▸ ASSIGNED TASK A
According to the passage on Milford Stablein, what role did he hold when assigned to the 6th Armored Division Headquarters in November 1944?
▸ ASSIGNED TASK B
Print the portion of the passage on Milford Stablein starting with "In November 1944" and going on through "the following day.)", with no changes.
▸ ASSIGNED TASK C
Proceed with the passage on Milford Stablein, picking up after its final sentence.

═══ SOURCE DOCUMENT ═══

Milford Franklin Stablein was born to Minnie L. (née Hodge) and Frank George Stablein, in Erie, Pennsylvania. Frank was the owner of Wholesale Meat & Jobbing, at 1512 Parade Street, in Erie. Milford graduated from the United States Military Academy at West Point, New York (cadet number 11833), with the class of 1940. He was then posted at Fort Myer, Virginia. By early 1943 he was stationed at Fort Young, the Desert Training Center in the Mojave Desert.
In November 1944 Stablein was assigned to the 6th Armored Division Headquarters as G-3 (in charge of division operations). On the insistence of Colonel John Leonard Hines, Jr. (USMA 1927), commanding officer of Combat Command A (CCA), to Major General Robert Walker Grow, Stablein replaced Lieutenant Colonel Thomas Godfrey as battalion commander of Combat Team 9 (9th Armored Infantry Battalion), on 12 November 1944. He was killed the next day. (He was succeeded by Lieutenant Colonel Frank K. Britton the following day.)

═══ DATA BLOCK ═══

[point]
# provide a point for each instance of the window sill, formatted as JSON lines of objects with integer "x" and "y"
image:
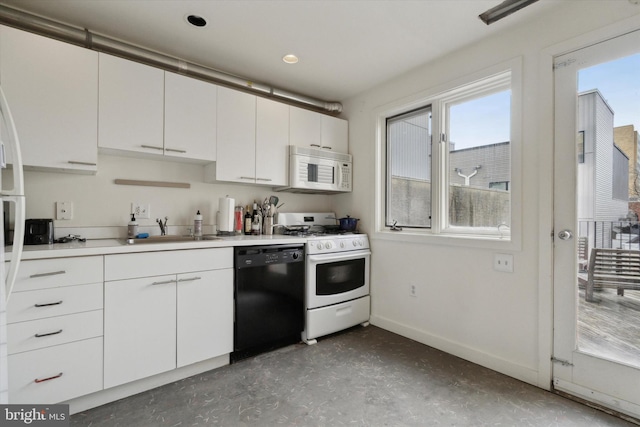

═══

▸ FINAL ANSWER A
He served as G-3, in charge of division operations.

▸ FINAL ANSWER B
In November 1944 Stablein was assigned to the 6th Armored Division Headquarters as G-3 (in charge of division operations). On the insistence of Colonel John Leonard Hines, Jr. (USMA 1927), commanding officer of Combat Command A (CCA), to Major General Robert Walker Grow, Stablein replaced Lieutenant Colonel Thomas Godfrey as battalion commander of Combat Team 9 (9th Armored Infantry Battalion), on 12 November 1944. He was killed the next day. (He was succeeded by Lieutenant Colonel Frank K. Britton the following day.)

▸ FINAL ANSWER C
Stablein was leading CCA, with the 317th Infantry Regiment (of the 80th Infantry Division) supporting him, in an attack on the north bank of the river Rotte against the town Arraincourt. The lead vehicle of CCA had to stop because a culvert had been hit and blocked the road. Milford went to the head of the column to see what the delay was. Has he was moving between the road junction and the culvert a shell came in and he was hit with shrapnel and knocked into the ditch. Colonel Hines pulled him out the ditch and first put him on the deck of a tank, then moved him to a medical jeep, but as they got into the jeep Stablein succumb and died in Hines arms.
Milford was survived by his wife, Betty (1923-1994; of Elizabeth, New Jersey), daughter of Mildred and Frederic Gummick.
He was re-interred at the United States Military Academy Post Cemetery, West Point, New York in April of 1948.